*OBJECTIVE*. Can you swap "sidewalk" for "pavement" throughout the listing, reproducing every line otherwise unchanged and leaving out the pictures?

*DATASET ENTRIES*.
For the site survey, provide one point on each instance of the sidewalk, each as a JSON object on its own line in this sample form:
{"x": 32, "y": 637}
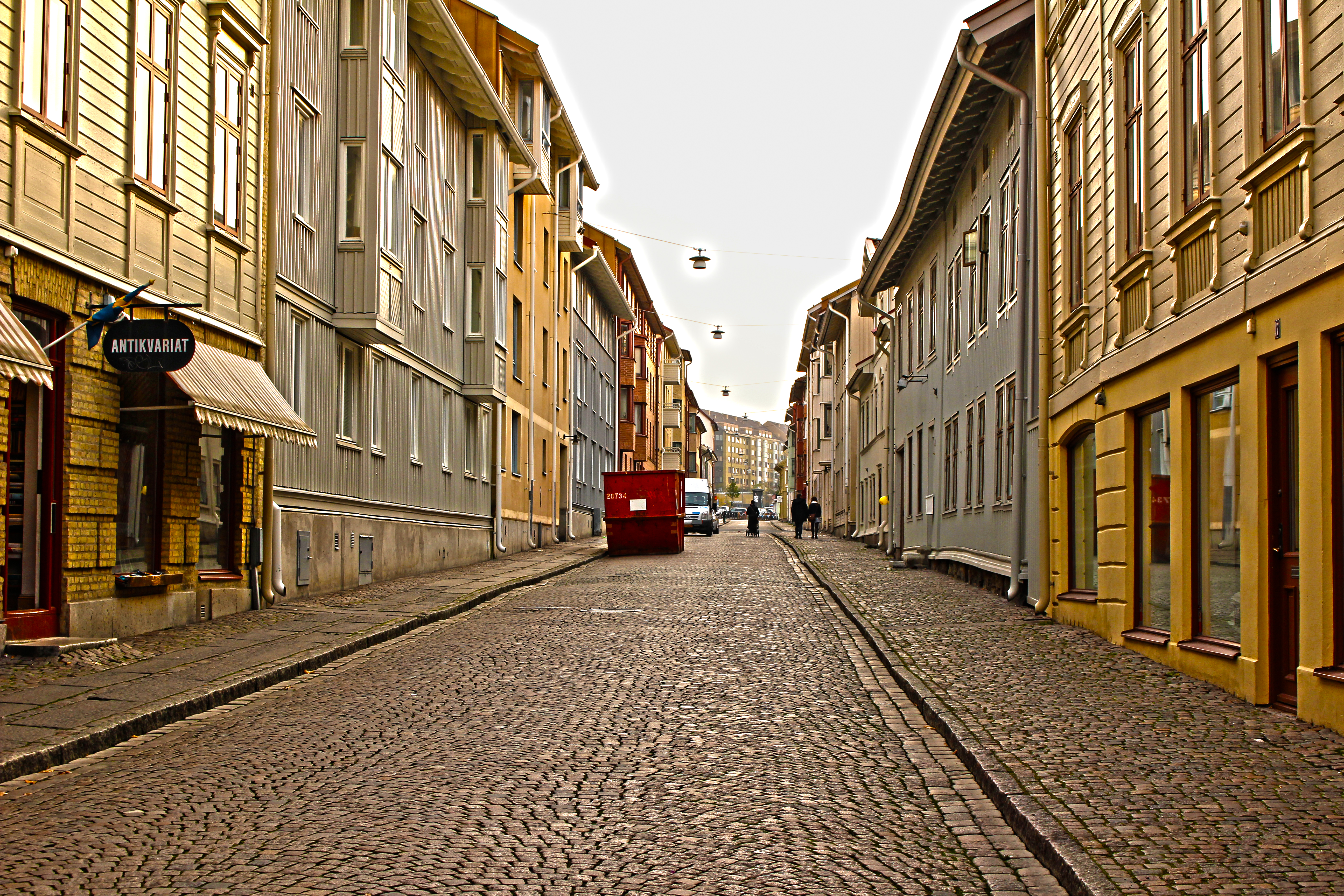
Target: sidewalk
{"x": 1147, "y": 781}
{"x": 57, "y": 710}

*SOLUTION*.
For the site survey, provide one point on each instance of the pavement, each as a JSON object on its own line in this sample form:
{"x": 32, "y": 637}
Target: pavement
{"x": 1147, "y": 781}
{"x": 57, "y": 710}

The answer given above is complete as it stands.